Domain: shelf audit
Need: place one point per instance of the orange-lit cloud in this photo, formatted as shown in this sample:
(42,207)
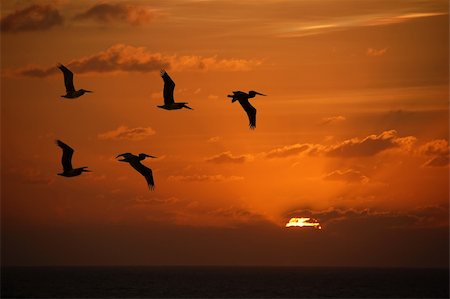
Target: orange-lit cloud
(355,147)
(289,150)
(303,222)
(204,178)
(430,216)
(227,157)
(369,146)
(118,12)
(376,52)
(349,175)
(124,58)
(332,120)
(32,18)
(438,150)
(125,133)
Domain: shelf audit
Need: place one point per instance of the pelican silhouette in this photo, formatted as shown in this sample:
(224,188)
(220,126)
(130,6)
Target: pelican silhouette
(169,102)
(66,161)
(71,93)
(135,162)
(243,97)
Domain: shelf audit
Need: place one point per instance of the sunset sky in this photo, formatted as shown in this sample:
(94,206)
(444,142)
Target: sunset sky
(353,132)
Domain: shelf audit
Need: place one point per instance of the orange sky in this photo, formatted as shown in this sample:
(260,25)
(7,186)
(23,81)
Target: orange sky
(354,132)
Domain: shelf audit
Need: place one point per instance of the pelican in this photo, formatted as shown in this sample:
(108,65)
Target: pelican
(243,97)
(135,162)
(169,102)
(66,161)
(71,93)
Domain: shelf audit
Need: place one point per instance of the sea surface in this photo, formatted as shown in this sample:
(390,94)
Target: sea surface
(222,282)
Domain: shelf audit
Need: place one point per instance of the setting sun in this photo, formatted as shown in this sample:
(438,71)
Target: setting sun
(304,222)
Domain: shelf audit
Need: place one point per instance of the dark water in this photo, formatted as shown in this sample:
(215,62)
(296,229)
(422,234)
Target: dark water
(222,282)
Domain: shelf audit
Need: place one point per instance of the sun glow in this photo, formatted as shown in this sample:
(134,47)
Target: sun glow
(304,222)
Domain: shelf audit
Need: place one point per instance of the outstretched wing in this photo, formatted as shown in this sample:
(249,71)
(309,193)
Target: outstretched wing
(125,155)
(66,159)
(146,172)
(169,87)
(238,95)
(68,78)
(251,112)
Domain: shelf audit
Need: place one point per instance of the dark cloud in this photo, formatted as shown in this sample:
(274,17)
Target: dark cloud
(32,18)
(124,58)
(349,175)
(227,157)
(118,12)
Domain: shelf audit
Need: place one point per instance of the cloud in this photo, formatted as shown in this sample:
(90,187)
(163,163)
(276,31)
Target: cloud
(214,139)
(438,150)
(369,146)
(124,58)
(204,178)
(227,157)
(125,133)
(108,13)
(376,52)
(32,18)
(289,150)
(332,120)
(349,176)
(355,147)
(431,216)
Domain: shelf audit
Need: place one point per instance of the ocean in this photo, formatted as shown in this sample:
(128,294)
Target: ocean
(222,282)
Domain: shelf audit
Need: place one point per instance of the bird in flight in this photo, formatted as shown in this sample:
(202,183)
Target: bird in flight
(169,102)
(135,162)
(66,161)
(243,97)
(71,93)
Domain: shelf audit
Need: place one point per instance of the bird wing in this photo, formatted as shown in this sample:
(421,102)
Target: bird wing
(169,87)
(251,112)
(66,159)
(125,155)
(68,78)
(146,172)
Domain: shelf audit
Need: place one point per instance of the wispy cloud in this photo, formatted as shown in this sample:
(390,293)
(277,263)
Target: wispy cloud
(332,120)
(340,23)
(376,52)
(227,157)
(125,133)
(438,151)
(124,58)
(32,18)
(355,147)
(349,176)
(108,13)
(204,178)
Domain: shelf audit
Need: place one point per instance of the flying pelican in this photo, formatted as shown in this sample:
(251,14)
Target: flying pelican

* * *

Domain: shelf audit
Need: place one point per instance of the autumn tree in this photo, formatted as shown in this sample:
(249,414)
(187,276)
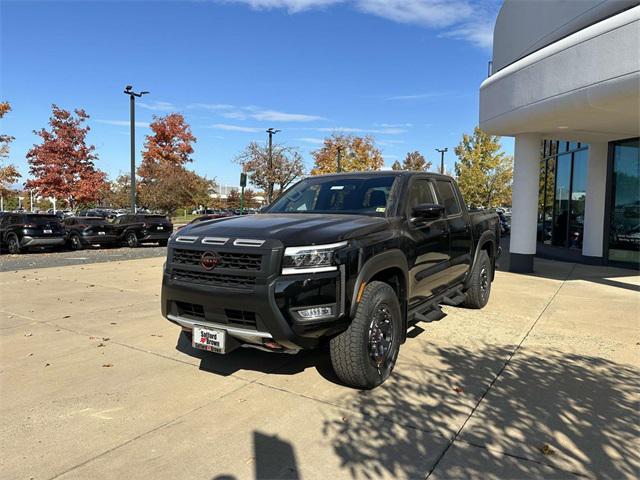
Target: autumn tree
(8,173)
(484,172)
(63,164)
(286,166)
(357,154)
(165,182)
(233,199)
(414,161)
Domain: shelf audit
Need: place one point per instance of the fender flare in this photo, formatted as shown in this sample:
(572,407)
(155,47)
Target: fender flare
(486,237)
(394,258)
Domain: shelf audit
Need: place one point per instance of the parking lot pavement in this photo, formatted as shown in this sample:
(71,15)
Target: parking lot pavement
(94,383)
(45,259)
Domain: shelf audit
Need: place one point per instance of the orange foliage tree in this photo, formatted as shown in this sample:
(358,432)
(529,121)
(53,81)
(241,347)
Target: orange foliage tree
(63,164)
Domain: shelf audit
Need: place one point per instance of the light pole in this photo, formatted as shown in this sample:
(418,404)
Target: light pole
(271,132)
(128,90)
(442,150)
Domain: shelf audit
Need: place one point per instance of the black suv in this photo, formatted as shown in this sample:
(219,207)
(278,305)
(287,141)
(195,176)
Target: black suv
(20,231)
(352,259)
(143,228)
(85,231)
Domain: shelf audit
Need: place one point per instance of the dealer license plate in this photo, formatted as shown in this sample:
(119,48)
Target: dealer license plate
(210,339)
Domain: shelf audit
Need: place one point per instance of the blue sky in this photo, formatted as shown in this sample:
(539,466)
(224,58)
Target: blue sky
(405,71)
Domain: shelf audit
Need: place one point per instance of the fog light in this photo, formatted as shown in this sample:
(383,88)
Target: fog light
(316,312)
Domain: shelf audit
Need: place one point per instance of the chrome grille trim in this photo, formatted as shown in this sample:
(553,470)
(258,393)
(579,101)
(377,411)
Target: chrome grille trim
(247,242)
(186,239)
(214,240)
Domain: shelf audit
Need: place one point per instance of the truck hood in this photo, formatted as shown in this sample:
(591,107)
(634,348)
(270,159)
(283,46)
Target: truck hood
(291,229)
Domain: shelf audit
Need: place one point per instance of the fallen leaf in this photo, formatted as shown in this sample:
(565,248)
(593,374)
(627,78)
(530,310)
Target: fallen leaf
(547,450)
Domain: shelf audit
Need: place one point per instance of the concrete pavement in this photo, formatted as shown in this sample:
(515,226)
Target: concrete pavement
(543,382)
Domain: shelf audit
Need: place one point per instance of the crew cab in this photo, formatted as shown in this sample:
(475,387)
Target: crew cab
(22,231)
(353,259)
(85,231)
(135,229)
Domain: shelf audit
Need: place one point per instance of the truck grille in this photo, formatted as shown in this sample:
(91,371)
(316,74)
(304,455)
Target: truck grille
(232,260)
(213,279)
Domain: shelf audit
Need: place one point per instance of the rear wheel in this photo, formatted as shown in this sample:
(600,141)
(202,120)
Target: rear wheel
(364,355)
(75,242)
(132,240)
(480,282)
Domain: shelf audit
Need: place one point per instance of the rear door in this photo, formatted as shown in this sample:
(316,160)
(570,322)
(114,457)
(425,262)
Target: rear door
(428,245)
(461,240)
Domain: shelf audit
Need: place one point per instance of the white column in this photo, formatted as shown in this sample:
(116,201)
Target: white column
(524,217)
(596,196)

### WHAT YOU WILL DO
Scanning the material above, work out how many lines contain the word "flying" and reply with the number only.

### SOLUTION TO THIS TASK
2